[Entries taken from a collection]

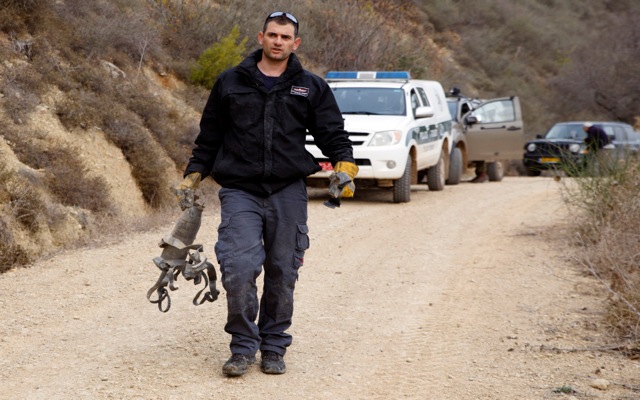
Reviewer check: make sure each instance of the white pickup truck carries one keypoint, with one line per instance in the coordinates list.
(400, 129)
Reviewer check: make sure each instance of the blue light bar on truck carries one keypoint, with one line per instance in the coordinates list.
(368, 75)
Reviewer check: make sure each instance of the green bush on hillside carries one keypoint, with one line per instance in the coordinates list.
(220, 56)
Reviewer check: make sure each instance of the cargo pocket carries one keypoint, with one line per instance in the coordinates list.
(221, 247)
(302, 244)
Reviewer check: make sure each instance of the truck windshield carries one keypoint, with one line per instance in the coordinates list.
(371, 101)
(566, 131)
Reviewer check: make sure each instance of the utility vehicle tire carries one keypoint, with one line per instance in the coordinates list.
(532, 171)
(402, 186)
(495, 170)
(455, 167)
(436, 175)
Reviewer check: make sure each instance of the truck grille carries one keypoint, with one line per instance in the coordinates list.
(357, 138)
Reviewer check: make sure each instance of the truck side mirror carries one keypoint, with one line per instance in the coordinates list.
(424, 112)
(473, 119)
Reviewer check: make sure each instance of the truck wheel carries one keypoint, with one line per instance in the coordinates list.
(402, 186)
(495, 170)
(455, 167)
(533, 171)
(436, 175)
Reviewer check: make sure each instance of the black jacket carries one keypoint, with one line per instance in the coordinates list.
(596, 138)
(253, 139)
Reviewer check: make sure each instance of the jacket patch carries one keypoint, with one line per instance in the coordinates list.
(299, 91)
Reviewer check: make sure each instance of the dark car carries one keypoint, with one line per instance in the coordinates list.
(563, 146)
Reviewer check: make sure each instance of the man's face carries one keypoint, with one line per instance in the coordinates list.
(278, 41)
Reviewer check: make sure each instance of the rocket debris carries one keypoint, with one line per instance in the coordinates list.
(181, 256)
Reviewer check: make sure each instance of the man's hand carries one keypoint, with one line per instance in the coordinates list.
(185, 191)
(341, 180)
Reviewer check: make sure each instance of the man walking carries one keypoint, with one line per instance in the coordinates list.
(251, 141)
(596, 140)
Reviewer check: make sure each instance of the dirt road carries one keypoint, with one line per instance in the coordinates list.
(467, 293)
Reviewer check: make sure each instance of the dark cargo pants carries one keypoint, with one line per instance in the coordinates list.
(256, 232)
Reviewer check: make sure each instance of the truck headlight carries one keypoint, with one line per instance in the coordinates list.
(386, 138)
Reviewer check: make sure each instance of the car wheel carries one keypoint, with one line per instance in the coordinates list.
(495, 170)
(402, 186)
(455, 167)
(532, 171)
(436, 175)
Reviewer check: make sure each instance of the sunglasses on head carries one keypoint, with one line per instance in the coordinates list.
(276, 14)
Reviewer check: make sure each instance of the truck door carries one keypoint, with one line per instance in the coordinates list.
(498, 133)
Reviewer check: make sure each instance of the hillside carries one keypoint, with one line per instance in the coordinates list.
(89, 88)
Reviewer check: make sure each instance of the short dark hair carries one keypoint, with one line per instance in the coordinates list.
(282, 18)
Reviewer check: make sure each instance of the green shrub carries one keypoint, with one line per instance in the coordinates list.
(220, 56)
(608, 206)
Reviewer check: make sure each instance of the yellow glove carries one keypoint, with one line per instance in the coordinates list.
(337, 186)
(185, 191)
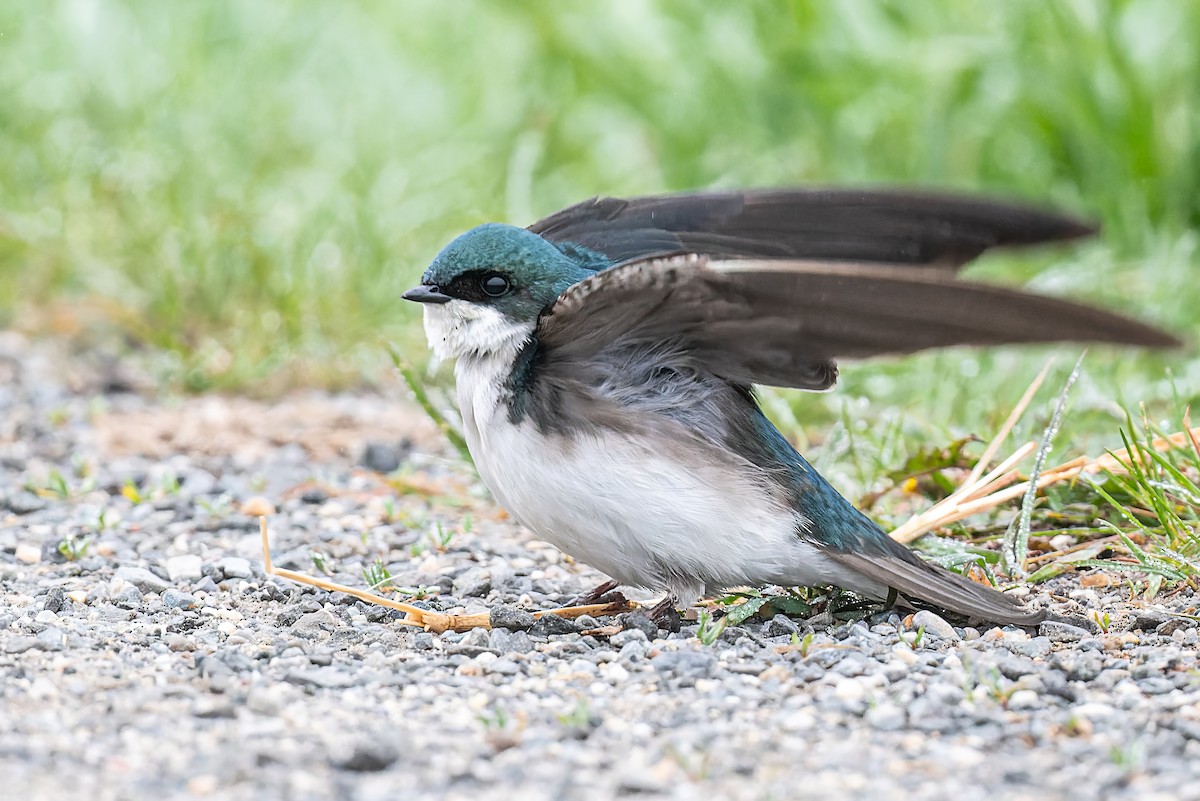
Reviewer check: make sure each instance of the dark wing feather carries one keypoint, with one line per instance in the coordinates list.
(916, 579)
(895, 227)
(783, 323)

> _WRITTEN REQUEST_: Omit the pictures. Output every record above word for word.

> _EXERCISE RESULT_:
Reviewer check: make sure each instance of the white pickup truck carries one keypoint, with one line per instance in the coordinates list.
(400, 129)
Reviewer check: make sure each instance of the blue light bar on truck carries one keypoint, with one line per instance in the coordinates list.
(368, 75)
Reviewer check: make sure each instance of the green bush on hillside carries one keypoint, with one line per instance in the coordinates list.
(220, 56)
Reviewer check: make sure each instance of the cargo pocket carries one keypoint, with one line per instance in the coordinates list.
(221, 247)
(302, 244)
Reviewer check: make sure each instance of the truck windshield carries one keypoint, with one line per instance in the coordinates list.
(371, 101)
(566, 131)
Reviewer check: make sure each instance of the utility vehicle tire carries one keypoint, with one line per instance in the coordinates list.
(532, 171)
(402, 186)
(495, 170)
(455, 167)
(436, 175)
Reviewer check: make sure each instance of the truck grille carries one keypoint, with one line per instance in the coordinates list.
(357, 138)
Reviewer check: make sure each instance of the truck side mirror carries one keypoint, with one line per instance in the coordinates list.
(424, 112)
(473, 119)
Reviewer check: make sure each instance of the truck wheel carries one keypoint, with one line per instance in the coordinates list.
(402, 186)
(495, 170)
(455, 167)
(533, 171)
(436, 175)
Reviewer check: make sure each instance of the black jacket carries one keypoint, with one line per instance in the coordinates list.
(596, 138)
(253, 139)
Reviewer check: make sure each instance of the jacket patch carries one keypoint, with one line per instance in the coordinates list.
(299, 91)
Reviewer check: make sure each instance of the dark car carries one keypoint, with one line per instance in the coordinates list.
(563, 146)
Reviewer check: make sure each instance of the man's face carries one keypoint, with one line per instance in the coordinates list.
(278, 41)
Reviewer check: make sure each instance of the rocket debris carries one keypoint, with one line per instance in the coordinates list.
(181, 256)
Reviewer check: make sure each instance of the man's hand carries one keypoint, with one line per instance in the coordinates list.
(185, 191)
(341, 180)
Reviewer check: make sure each instance of the man walking carries one keypoint, with one line per instance in the coordinates list.
(251, 141)
(596, 140)
Reviewer check: make sure each instance of the dirt road carries one keypoint, with one line per instance in the coordinates list.
(467, 293)
Reviewer check: make sure each instance of the dark cargo pants carries one keypoint, with one line per instance in the coordinates list.
(256, 232)
Reviewer check: make sure each instance of the truck headlight carries one keypoint, with one line per instance in the coordinates list.
(386, 138)
Reviewer check: make sure each instance of the car wheel carries one keypoint, with one line per instance in the coordinates list.
(495, 170)
(402, 186)
(455, 167)
(532, 171)
(436, 175)
Reviewer check: make sure each instance of the sunglasses on head carries one keypoint, with one line per instance in the coordinates list.
(276, 14)
Reviewer check: make sure each instance of the truck door carries one keypoint, with one line per instance in the coordinates list.
(498, 133)
Reviewer check: make sure each instance of the hillside carries one keypoint, with one line per instance in the coordinates list.
(89, 88)
Reviewer check: make sure each instance of the short dark hair carries one keypoint, with one line per instance in the coordinates list.
(282, 18)
Reviewer check: make sure each instance of the green shrub carries one keypoint, with one line per instance in the coordinates list.
(220, 56)
(608, 206)
Reviewer check: make sure each instance of the yellow glove carries one keypoint, with one line per instance in the coordinates list.
(337, 186)
(185, 191)
Reviewer check: make sure each instance of the dark wing feather carries one keypoint, with one line per instance in the coordinates list.
(916, 579)
(895, 227)
(783, 323)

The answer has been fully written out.